Tasks and exercises
- A) Summarize the passage on redwood genomes in two sentences.
- B) Carry the passage on redwood genomes forward from its final sentence.

Text passage
═══

Coast redwoods and giant sequoia trees are California’s oldest residents, some being more than 2,000 years old. These magnificently tall trees have had their genomes sequenced for the first time, a major breakthrough that scientists claim will help preserve them for generations from the perils of disease and climate change.
The $2.6 million Redwood Genome Project, which first began in 2017, is the culmination of state-of-the-art genetic research and the most extensive genetic study ever done on primeval forests. David Neale, a University of California Davis plant scientist who led the project, along with colleagues at Johns Hopkins University and the Save the Redwoods League, used a supercomputer to analyze the DNA extracted from tissues taken from a coast redwood tree (Sequoia sempervirens) in Butano State Park and a giant sequoia tree (Sequoiadendron giganteum) from Sequoia Kings Canyon National Park.
Amazingly, the researchers found that the two species had some of the largest genomes known so far. The coast redwood genome has 6 sets of chromosomes and 27 billion base pairs of DNA, compared to only two sets of chromosomes and nine times fewer base pairs in humans. The giant sequoia has a more modest genome with 8 billion base pairs, but that’s still three times larger than the human genome.
“These narrow endemics play important roles in ecology, economy, culture, and conservation. Although redwoods have been around for millions of years, we know very little about how these trees evolved to occupy their current range,” Neale wrote on the project’s website.

═══

Records provided
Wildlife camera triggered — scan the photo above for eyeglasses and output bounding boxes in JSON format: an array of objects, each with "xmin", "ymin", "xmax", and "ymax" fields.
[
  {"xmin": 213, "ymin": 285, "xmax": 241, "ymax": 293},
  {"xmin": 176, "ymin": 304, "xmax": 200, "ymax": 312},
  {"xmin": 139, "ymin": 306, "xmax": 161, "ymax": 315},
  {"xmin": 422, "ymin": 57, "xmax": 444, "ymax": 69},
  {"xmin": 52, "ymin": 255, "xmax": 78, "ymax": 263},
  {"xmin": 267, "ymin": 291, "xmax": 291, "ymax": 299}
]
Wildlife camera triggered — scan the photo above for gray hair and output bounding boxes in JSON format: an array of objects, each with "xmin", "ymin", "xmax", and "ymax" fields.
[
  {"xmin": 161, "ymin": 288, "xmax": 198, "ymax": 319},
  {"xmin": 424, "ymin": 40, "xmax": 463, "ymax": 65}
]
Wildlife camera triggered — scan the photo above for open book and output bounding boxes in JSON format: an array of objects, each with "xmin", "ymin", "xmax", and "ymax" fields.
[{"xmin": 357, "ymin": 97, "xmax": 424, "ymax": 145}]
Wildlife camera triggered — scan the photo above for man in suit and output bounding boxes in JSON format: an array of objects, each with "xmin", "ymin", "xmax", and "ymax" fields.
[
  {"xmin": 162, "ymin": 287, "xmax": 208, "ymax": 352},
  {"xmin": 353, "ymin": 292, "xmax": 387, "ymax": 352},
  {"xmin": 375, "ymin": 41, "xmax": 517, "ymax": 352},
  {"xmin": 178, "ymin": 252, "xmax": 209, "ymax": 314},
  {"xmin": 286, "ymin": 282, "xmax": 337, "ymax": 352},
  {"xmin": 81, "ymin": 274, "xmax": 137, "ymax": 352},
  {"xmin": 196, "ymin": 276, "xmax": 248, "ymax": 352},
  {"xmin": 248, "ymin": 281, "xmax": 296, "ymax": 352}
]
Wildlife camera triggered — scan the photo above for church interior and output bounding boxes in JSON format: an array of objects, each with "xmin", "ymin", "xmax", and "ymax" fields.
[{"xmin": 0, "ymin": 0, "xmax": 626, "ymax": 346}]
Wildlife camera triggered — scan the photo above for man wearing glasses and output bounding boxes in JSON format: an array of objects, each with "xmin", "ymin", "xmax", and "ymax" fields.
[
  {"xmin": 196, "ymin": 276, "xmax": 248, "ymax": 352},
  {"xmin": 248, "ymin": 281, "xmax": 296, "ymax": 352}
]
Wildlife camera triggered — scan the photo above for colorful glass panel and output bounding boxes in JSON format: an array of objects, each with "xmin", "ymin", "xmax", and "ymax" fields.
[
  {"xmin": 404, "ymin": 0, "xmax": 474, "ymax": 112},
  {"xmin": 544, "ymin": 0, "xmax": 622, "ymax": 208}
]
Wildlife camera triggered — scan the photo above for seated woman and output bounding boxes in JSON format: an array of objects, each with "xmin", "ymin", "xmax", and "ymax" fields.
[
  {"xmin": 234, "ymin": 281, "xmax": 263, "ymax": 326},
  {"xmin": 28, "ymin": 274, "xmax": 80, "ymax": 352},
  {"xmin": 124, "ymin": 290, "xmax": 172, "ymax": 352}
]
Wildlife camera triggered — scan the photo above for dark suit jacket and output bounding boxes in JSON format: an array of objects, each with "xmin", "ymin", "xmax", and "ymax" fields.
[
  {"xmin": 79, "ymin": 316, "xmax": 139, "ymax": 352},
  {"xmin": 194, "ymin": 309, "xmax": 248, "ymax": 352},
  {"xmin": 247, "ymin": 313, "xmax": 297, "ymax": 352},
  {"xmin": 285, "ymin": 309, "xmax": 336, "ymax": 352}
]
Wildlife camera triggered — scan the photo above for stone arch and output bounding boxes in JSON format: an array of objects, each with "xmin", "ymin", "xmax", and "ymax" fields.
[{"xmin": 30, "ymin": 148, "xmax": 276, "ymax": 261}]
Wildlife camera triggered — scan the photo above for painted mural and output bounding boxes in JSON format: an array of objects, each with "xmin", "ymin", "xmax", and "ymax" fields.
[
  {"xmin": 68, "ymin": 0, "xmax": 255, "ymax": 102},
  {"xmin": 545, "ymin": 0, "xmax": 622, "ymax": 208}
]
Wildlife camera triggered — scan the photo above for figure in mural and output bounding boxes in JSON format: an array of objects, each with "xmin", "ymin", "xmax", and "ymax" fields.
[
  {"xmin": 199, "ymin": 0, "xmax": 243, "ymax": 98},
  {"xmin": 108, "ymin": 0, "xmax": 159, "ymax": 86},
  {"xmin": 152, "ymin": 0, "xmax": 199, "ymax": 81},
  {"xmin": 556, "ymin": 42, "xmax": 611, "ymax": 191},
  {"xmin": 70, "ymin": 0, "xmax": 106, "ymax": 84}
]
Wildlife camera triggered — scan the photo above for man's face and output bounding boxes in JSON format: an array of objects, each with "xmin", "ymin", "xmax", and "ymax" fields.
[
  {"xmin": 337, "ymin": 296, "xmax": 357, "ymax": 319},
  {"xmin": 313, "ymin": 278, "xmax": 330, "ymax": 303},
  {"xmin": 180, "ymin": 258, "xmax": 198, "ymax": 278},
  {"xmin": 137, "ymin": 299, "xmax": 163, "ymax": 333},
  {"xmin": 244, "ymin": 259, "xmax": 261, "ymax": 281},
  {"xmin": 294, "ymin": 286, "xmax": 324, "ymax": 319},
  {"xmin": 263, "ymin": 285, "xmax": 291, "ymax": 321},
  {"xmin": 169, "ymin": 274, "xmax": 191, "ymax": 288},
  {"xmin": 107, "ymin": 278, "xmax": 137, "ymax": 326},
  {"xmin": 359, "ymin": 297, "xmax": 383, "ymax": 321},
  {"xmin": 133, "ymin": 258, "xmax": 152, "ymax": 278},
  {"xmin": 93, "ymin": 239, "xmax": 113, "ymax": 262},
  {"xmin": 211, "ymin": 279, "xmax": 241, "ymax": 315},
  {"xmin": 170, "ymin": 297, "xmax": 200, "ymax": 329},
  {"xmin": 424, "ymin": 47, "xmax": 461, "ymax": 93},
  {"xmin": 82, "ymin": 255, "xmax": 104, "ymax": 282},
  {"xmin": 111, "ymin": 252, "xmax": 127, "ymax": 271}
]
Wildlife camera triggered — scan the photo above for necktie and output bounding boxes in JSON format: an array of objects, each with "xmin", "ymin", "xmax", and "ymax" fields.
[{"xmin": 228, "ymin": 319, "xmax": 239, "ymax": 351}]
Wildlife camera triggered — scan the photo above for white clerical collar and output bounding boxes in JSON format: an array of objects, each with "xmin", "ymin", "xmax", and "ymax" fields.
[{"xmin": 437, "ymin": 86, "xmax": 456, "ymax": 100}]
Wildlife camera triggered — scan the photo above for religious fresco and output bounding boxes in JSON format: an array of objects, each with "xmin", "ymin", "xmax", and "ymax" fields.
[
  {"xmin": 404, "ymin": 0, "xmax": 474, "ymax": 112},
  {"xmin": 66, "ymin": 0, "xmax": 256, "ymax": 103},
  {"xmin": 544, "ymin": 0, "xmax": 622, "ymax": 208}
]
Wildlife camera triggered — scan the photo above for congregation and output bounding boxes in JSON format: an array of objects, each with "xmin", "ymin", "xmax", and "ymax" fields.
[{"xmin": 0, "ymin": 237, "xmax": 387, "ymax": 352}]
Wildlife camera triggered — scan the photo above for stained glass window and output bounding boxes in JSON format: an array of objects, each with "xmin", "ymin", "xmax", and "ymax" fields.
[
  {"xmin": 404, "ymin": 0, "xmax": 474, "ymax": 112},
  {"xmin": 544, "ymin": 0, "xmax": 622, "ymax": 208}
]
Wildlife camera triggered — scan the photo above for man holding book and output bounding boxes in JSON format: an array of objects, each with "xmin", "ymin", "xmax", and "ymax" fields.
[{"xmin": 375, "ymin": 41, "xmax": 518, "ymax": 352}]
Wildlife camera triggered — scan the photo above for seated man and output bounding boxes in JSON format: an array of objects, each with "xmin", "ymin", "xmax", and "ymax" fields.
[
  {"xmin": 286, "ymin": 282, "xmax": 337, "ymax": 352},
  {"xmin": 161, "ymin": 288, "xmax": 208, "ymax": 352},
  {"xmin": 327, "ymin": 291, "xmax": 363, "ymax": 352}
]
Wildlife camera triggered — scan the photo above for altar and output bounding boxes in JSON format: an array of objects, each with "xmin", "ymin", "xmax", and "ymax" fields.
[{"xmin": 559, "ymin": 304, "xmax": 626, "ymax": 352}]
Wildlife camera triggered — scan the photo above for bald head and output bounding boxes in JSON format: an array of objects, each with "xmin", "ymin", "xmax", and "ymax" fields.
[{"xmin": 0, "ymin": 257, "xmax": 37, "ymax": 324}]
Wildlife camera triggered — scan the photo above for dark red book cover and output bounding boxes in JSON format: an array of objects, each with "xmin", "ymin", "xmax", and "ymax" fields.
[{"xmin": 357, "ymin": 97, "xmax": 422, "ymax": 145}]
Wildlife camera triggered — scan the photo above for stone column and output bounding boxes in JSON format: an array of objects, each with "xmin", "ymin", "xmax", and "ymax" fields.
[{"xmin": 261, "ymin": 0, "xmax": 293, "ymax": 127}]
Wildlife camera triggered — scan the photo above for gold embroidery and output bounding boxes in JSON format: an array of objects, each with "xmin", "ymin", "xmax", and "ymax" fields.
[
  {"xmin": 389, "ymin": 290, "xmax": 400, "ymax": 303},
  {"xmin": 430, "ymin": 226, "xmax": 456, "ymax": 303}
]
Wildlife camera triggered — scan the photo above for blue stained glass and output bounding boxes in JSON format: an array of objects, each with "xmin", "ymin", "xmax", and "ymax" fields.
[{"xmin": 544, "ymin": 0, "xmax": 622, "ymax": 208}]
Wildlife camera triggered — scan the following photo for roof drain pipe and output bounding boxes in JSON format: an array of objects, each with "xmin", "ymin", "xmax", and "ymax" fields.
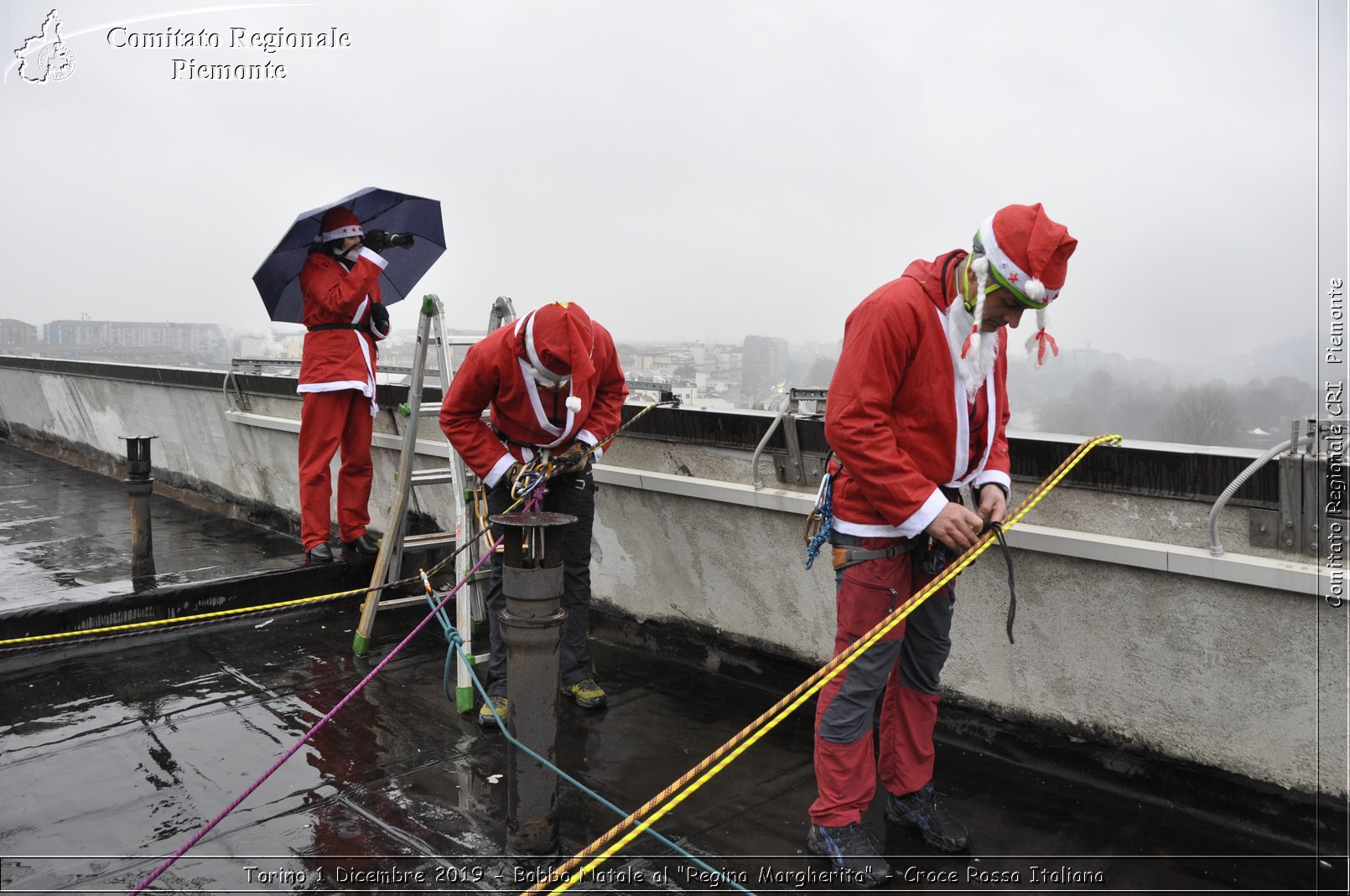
[
  {"xmin": 750, "ymin": 396, "xmax": 792, "ymax": 491},
  {"xmin": 1210, "ymin": 436, "xmax": 1312, "ymax": 557}
]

═══

Results for each task
- A) The Redwood Genome Project, a $2.6 million effort begun in 2017 and led by University of California Davis plant scientist David Neale, has sequenced the genomes of the coast redwood and the giant sequoia for the first time, and scientists claim the work will help protect the trees from disease and climate change. The researchers found that both species have some of the largest genomes known so far: the coast redwood has 27 billion base pairs of DNA, and the giant sequoia has 8 billion, three times the size of the human genome.

- B)
The largest known genome belongs to the axolotl, a North American salamander, which numbers 28 billion base pairs. Researchers believe that its rich genome is what allows the salamander to not only regenerate limbs but also grow back internal organs.
It makes sense for a tree such as a redwood to have a complex genome. These trees can grow in the same place for thousands of years so they require a robust ability to fight off fungi, insects, and significant swings in temperature and humidity throughout their lifetime.
“We’re trying to build a 23andMe for trees, where a manager sends in their samples and gets a risk evaluation of their forest populations, if not individual trees,” Neale said in a statement. “Completing the sequences of the coast redwood and giant sequoia genomes is the first step.”
Sequencing the genomes of the world’s tallest trees, which can reach higher heights than the Statue of Liberty, is paramount to their conservation. Old-growth forests used to grow from the Sierra Nevada range and along the California coast all the way to the Oregon border. Sadly, loggers have cut down more than 95% of these forests since 1850. The few remaining forests have been granted special status and are protected in national parks, however, they are still threatened by climate change.
Ultimately, the project aims to develop genetic variation models for the various groves of old growth. In the future, it might be possible for a forest manager to send no more than a tree’s leaf to a specialized lab and get back a report on the trees and their vulnerability to drought and variations in temperature. This way, they can then make restoration decisions based on genetic diversity. This process to identify flaws in the trees is not all that different from the one that led to new cures for diseases like sickle cell anemia after the human genome was first sequenced in 2000.
“Every time we plant a seedling or thin a redwood stand to reduce fuel loads or accelerate growth, we potentially affect the genomic diversity of the forest,” said Emily Burns, director of science for Save the Redwoods League. “With the new genome tools we’re developing now, we will soon be able to see the hidden genomic diversity in the forest for the first time and design local conservation strategies that promote natural genomic diversity. This is a gift of resilience we can give our iconic redwood forests for the future.”